Set down each entry below exactly as it stands.

[Opening Study material section]

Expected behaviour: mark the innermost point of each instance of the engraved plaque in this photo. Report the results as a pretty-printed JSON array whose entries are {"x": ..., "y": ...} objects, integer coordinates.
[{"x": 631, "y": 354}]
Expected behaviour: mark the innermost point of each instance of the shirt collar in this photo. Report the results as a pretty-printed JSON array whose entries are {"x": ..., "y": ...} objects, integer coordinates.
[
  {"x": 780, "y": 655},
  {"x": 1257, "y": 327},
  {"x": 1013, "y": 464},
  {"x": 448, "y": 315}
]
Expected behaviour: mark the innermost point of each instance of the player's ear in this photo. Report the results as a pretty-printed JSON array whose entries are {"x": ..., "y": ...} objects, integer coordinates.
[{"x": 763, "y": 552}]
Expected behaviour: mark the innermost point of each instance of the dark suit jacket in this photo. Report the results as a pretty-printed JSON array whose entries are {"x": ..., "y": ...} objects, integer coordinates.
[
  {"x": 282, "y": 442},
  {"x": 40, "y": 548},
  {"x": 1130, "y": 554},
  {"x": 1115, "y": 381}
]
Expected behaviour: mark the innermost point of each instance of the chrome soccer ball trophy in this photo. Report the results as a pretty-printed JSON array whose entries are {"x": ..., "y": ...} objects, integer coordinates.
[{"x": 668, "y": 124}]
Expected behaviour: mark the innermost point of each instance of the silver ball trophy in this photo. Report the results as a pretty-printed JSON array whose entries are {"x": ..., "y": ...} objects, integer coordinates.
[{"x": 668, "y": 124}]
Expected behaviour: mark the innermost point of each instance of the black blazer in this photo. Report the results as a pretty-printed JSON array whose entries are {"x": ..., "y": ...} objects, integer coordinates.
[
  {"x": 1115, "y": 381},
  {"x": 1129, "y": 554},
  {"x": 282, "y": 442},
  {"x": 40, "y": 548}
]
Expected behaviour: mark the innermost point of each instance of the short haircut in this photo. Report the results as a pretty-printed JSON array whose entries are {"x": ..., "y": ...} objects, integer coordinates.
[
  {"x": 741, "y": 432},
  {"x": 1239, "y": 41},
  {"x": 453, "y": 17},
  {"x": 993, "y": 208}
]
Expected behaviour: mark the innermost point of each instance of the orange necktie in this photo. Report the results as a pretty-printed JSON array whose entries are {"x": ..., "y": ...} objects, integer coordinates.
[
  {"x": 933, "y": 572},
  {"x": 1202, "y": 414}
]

[Closing Study material section]

▶ Solution to this exercise
Expected behaviour: mark the innermost point of each instance of the engraved plaque in this photo. Report the results as a pretty-printed JSON array whose entries are {"x": ..., "y": ...} objects, integer coordinates.
[{"x": 631, "y": 354}]
Expected behaviour: mark the innermost point of each instance of the shirt collar in this photo. Report the results as a pretty-printed JSON array whose entries are {"x": ..., "y": ...} objects, integer coordinates.
[
  {"x": 780, "y": 655},
  {"x": 1257, "y": 327},
  {"x": 1013, "y": 464},
  {"x": 448, "y": 315}
]
Expected behaviour: mark the innermost point of each instance of the player's ear in this photo. Report the results as a pretty-printed JSON array whose entries are {"x": ..., "y": ...} objects, integer coordinates.
[{"x": 763, "y": 552}]
Expected behaviour: mark the innermost point of each instance of the dark suit jacket in this photo. Report the results as a pretty-printed JSON array whose entries are {"x": ..., "y": ...} objects, integer coordinates.
[
  {"x": 282, "y": 442},
  {"x": 40, "y": 548},
  {"x": 1130, "y": 554},
  {"x": 1115, "y": 381}
]
Expected behaviour: mark the innermost point of each instance of the chrome soccer ball trophy in this photo. Report the results as a pretty-printed JSON array whose entries are {"x": ..., "y": ...} objects, integer coordinates.
[{"x": 668, "y": 124}]
Expected behaviour: mark the innermost point of each instance of the silver ball trophy in this photo. Report the results as a pretty-printed JSON array whose entries are {"x": ..., "y": ...} objects, integer coordinates.
[{"x": 668, "y": 124}]
Expected behaviour: mark the innermost point of each instance of the black blazer in this photo. Report the results as a pretty-printed JSON array whose entries are {"x": ..., "y": ...} objects, integer coordinates.
[
  {"x": 1115, "y": 381},
  {"x": 1129, "y": 554},
  {"x": 282, "y": 442},
  {"x": 40, "y": 548}
]
Expected behaviour: mark the innermost point of each instance of the short haircut in this photo. Report the results as a pretty-printed JSON array whose entries are {"x": ..., "y": ...} objects, integer coordinates.
[
  {"x": 741, "y": 432},
  {"x": 1239, "y": 41},
  {"x": 453, "y": 17},
  {"x": 993, "y": 208}
]
Expected behaviour: mark the innermost point of each instance of the orange necktie in this photo. Report the results as a pretty-printed JSON array whose entries are {"x": ..., "y": ...} objects, integer coordinates.
[
  {"x": 933, "y": 572},
  {"x": 1202, "y": 414}
]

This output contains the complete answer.